Directions for this task: Reproduce the passage on professional wrestling word for word, starting with "Oh yes. They" and going on through "to the letter.".

Professional Wrestling is very much Serious Business, as any issue, no matter how heinous, threatening, or illegal, can be settled by getting into the ring and fighting it out. In some of the more extreme cases, this can get handwaved, as the commentators will explicitly say that a wrestler "declined to press charges" in order to get his hands on the other wrestler at the Pay-Per-View this Sunday, only $34.95, call your cable or satellite provider to order now!
In Mexico Lucha Libre (as they call it) is more or less a religion.
Oh yes. They actually have a wrestling "mafia" who ensure that match stipulations are enforced. For example, if you lose a "Loser Leaves Town" match, they will make sure that you never wrestle in that town again.
This is referring to the athletic commission in Mexico City, which has retired wrestlers in major roles to help make sure that stipulations in what are essentially stage productions of professional fights are followed to the letter.

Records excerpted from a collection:
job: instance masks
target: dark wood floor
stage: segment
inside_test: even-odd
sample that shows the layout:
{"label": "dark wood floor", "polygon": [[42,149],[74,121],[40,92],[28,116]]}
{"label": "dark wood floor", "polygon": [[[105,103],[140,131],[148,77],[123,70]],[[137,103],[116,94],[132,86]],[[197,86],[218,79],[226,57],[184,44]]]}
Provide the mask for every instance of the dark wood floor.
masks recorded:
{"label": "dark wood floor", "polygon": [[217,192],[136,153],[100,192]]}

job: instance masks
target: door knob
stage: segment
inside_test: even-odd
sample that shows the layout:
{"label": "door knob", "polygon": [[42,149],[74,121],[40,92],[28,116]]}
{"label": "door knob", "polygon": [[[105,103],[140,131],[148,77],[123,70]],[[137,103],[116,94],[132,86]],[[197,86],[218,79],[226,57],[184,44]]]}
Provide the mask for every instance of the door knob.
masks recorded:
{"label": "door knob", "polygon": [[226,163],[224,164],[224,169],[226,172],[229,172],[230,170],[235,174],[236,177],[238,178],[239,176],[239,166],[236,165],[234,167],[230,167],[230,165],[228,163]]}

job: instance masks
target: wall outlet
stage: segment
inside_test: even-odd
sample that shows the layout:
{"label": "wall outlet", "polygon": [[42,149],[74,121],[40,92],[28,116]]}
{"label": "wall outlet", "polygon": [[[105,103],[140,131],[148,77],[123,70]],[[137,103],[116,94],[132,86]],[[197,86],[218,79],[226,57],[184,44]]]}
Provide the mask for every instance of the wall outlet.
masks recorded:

Written reply:
Oh yes. They actually have a wrestling "mafia" who ensure that match stipulations are enforced. For example, if you lose a "Loser Leaves Town" match, they will make sure that you never wrestle in that town again.
This is referring to the athletic commission in Mexico City, which has retired wrestlers in major roles to help make sure that stipulations in what are essentially stage productions of professional fights are followed to the letter.